[SHORT PROBLEM]
Lay out every line of the listing below as a Markdown table with the columns Row and Entry, numbering the rows and skipping blank lines. Leave the pictures out of the table.
— start of DATASET CONTENT —
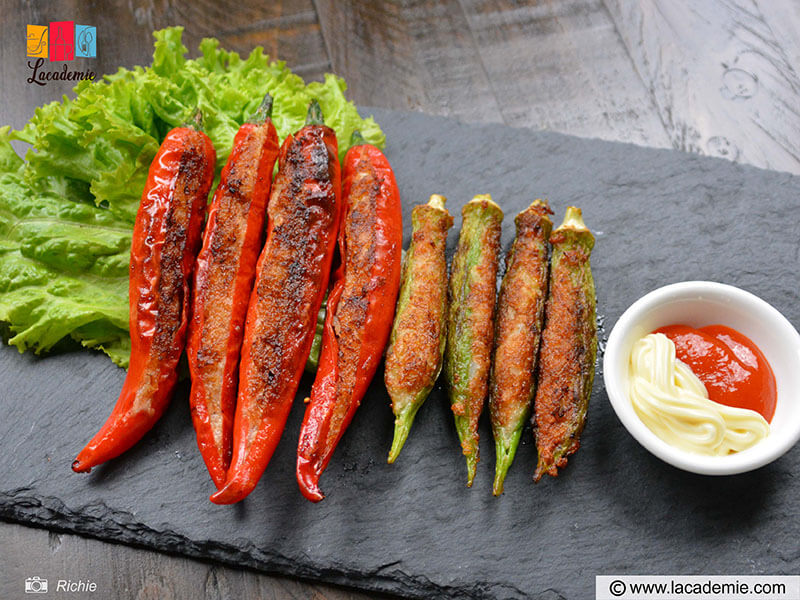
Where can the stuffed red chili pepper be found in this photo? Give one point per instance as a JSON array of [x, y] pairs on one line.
[[360, 308], [291, 280], [166, 237], [223, 281]]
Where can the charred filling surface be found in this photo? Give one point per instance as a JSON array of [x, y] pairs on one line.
[[520, 312], [302, 210], [414, 359], [167, 304], [224, 263], [360, 280], [561, 399], [479, 320]]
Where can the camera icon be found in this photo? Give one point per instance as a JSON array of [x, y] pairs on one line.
[[35, 585]]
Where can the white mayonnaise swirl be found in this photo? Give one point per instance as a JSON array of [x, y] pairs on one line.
[[674, 404]]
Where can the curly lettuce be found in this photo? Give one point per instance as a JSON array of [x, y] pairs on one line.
[[67, 210]]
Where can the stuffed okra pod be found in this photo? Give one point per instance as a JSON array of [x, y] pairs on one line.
[[419, 334], [569, 347], [470, 328], [304, 211], [518, 328]]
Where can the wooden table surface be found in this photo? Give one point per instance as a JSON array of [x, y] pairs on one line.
[[716, 77]]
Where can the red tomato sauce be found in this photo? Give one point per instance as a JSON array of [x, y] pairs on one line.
[[733, 369]]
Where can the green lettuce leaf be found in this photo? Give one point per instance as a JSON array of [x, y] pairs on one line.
[[67, 210]]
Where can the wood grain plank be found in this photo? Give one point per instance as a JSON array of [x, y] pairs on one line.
[[132, 573], [562, 66], [410, 54], [718, 71]]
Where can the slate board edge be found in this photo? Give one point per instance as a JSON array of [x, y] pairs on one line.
[[120, 528]]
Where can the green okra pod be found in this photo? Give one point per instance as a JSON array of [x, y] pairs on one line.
[[569, 347], [518, 327], [470, 327], [417, 342]]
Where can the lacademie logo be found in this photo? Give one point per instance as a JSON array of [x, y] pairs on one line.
[[60, 41]]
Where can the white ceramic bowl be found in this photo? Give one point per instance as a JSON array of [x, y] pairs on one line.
[[697, 304]]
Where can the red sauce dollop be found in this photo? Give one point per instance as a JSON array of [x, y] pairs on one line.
— end of DATASET CONTENT —
[THE COMPLETED TASK]
| Row | Entry |
|---|---|
| 1 | Where can the stuffed red chili pepper be found in this photo? Give one point per instance as a JSON array of [x, y] pairs on one line. |
| 2 | [[360, 308], [291, 280], [166, 237], [223, 281]] |
| 3 | Where can the charred filling surface be found in this photo? Give one point per instance as a JSON array of [x, y] pairs on one line. |
| 4 | [[520, 312], [302, 210], [414, 359], [167, 304], [224, 263], [360, 280], [561, 399], [479, 320]] |
| 5 | Where can the camera icon be found in this photo? Give one point per instance as a JSON array of [x, y] pairs on one line. |
| 6 | [[35, 585]] |
| 7 | Where can the white mayonnaise swirl be found in this photo? Give one point per instance as a JSON array of [x, y] pairs on one line. |
| 8 | [[674, 404]] |
| 9 | Where can the curly lettuce be found in this photo? Give one point per instance as a JSON array of [x, y] pairs on one line. |
| 10 | [[67, 210]] |
| 11 | Where can the stuffed okra pod be found in this photo? Give one point per instance as a JSON array of [x, y] pairs on one line. |
| 12 | [[419, 334], [569, 347], [470, 328], [304, 211], [518, 328]] |
| 13 | Where can the wooden table surface be found in this photo? Give one point per instance as a JSON array of [x, y] pairs on one line. |
| 14 | [[716, 77]] |
| 15 | Where can the red tomato sauce be found in this photo? Give one point per instance as a JSON array of [x, y] pairs on one line. |
| 16 | [[733, 369]] |
| 17 | Where can the green lettuce leaf be found in this photo? Give one point per instance as a JSON array of [x, y] pairs on one line. |
| 18 | [[67, 210]] |
| 19 | Where can the wood grain plank be found in this photo? Give one point per instance as a JSON array of [x, y] pairs on one line. |
| 20 | [[132, 573], [562, 66], [410, 54], [718, 71]] |
| 21 | Where can the slate board edge be found in this photo? Give one point per instance as a JSON array of [x, y] pairs on one line. |
| 22 | [[120, 528]] |
| 23 | Where can the green okra pod be found in this photo? Give one point per instance as a JSON array of [x, y] pairs on one line. |
| 24 | [[569, 347], [518, 327], [470, 327], [417, 342]] |
| 25 | Where can the lacademie logo be found in this photo? Give one point per instance as a JSON array of [x, y] pairs on one line. |
| 26 | [[60, 41]] |
| 27 | Where can the white ceramic bowl be found in this photo? Give one point per instance as a JSON array of [x, y] pairs on one line. |
| 28 | [[697, 304]] |
| 29 | Where can the red sauce dollop be found in this photo? Give one point per instance as a JSON array of [x, y] pairs on one line. |